### What this task involves
Each line from the one containing "building in the photo above." through the end of the data is to be written out exactly, and nothing more.

Point localization data:
BEGIN

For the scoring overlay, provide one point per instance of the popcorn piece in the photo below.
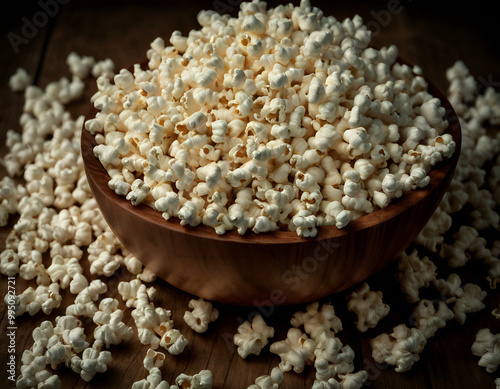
(110, 327)
(252, 338)
(276, 108)
(470, 301)
(428, 319)
(9, 263)
(152, 362)
(202, 380)
(20, 80)
(316, 321)
(368, 306)
(271, 381)
(401, 348)
(202, 314)
(93, 361)
(487, 346)
(414, 273)
(332, 358)
(294, 351)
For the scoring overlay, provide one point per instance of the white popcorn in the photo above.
(110, 329)
(368, 307)
(271, 381)
(470, 301)
(252, 338)
(93, 361)
(45, 298)
(332, 358)
(294, 351)
(135, 293)
(153, 381)
(152, 362)
(201, 380)
(88, 293)
(428, 319)
(201, 315)
(486, 346)
(35, 375)
(401, 348)
(282, 107)
(354, 380)
(414, 273)
(317, 321)
(19, 80)
(69, 329)
(9, 263)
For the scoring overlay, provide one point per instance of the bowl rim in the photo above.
(97, 173)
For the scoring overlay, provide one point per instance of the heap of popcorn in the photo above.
(280, 118)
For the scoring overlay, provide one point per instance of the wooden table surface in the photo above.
(427, 33)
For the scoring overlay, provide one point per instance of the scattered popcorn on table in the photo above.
(152, 362)
(401, 348)
(93, 361)
(428, 319)
(487, 346)
(252, 338)
(237, 162)
(110, 327)
(202, 380)
(294, 351)
(316, 321)
(368, 307)
(271, 381)
(201, 315)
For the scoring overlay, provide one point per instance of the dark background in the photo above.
(432, 34)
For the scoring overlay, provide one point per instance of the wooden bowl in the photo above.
(274, 268)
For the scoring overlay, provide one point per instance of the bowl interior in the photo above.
(244, 269)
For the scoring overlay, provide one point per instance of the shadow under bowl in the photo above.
(274, 268)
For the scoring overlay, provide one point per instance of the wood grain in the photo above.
(427, 34)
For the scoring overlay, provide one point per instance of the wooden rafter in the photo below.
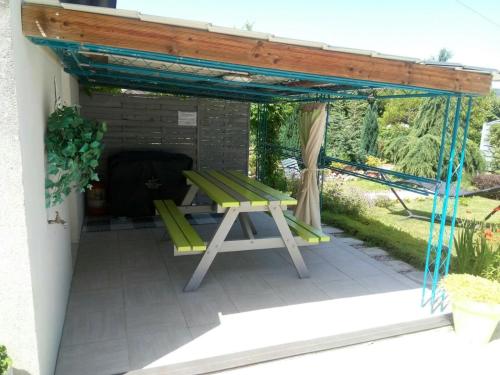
(116, 31)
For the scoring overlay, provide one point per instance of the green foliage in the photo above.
(340, 199)
(474, 288)
(373, 161)
(73, 146)
(369, 134)
(344, 130)
(5, 361)
(487, 181)
(279, 120)
(417, 151)
(375, 233)
(474, 253)
(495, 146)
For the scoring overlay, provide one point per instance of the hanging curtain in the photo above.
(312, 118)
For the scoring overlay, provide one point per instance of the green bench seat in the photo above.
(183, 235)
(305, 231)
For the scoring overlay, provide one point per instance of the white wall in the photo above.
(36, 261)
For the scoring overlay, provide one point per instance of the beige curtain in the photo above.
(312, 120)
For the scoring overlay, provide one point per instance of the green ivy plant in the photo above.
(74, 146)
(5, 361)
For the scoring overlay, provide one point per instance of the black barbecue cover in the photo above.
(136, 178)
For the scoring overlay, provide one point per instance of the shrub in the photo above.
(472, 287)
(373, 161)
(487, 181)
(341, 200)
(474, 252)
(384, 202)
(5, 361)
(74, 146)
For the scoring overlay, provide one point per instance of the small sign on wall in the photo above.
(186, 118)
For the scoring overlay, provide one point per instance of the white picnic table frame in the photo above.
(219, 243)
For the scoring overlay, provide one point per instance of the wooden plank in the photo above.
(302, 232)
(215, 193)
(197, 244)
(176, 234)
(321, 236)
(269, 197)
(254, 199)
(109, 30)
(284, 199)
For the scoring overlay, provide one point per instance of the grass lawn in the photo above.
(366, 185)
(405, 238)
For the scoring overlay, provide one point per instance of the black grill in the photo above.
(136, 178)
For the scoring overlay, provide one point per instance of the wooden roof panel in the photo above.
(136, 34)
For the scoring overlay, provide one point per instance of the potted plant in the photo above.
(74, 146)
(475, 303)
(5, 362)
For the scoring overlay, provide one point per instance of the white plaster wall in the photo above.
(36, 257)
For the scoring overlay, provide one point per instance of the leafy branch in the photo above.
(74, 146)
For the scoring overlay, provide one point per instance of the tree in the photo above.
(344, 129)
(495, 146)
(369, 134)
(443, 55)
(417, 151)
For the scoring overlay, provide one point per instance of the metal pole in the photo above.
(457, 188)
(444, 210)
(436, 197)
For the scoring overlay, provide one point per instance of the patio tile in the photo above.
(139, 275)
(199, 308)
(200, 330)
(373, 251)
(342, 288)
(349, 240)
(381, 283)
(83, 327)
(304, 292)
(326, 272)
(97, 358)
(143, 234)
(149, 293)
(242, 282)
(100, 237)
(100, 276)
(249, 302)
(151, 346)
(95, 300)
(145, 317)
(398, 266)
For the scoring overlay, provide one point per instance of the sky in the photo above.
(418, 28)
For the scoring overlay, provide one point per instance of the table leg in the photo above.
(212, 249)
(289, 241)
(191, 193)
(247, 225)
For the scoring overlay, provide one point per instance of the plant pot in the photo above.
(475, 321)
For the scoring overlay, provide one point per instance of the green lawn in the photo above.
(406, 238)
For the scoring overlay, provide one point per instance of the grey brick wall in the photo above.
(149, 122)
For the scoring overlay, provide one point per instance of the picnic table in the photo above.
(234, 195)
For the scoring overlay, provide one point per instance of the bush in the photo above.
(487, 181)
(472, 287)
(384, 202)
(5, 361)
(341, 200)
(373, 161)
(474, 253)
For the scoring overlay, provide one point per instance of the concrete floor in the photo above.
(127, 310)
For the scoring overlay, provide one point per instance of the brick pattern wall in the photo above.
(149, 122)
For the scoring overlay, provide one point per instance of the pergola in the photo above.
(126, 49)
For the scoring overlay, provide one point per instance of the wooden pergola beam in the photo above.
(115, 31)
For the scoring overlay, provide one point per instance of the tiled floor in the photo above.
(127, 307)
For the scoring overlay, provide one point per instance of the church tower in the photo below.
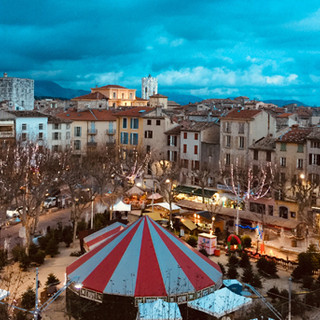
(149, 87)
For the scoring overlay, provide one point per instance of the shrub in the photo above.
(232, 272)
(28, 299)
(67, 235)
(246, 241)
(17, 252)
(192, 241)
(52, 280)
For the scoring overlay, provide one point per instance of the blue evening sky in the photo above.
(208, 48)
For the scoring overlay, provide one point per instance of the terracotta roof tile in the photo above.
(242, 114)
(295, 135)
(88, 115)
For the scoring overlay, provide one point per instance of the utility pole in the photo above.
(289, 313)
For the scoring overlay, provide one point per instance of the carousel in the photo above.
(139, 264)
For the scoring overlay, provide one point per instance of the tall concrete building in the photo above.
(149, 87)
(17, 92)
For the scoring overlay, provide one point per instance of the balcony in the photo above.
(92, 131)
(6, 134)
(111, 131)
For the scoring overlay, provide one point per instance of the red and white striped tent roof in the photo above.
(145, 260)
(96, 238)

END

### Answer area
For the scoring overlay, provide one point per instance of the tall concrete building in the photo above.
(149, 87)
(17, 92)
For the scoring overlay, provide one point per instance of the balcony in the photo above.
(92, 131)
(6, 134)
(111, 131)
For the scoring overlay, provide one point per instance of the red and white striped tent roof in the photo above.
(145, 260)
(96, 238)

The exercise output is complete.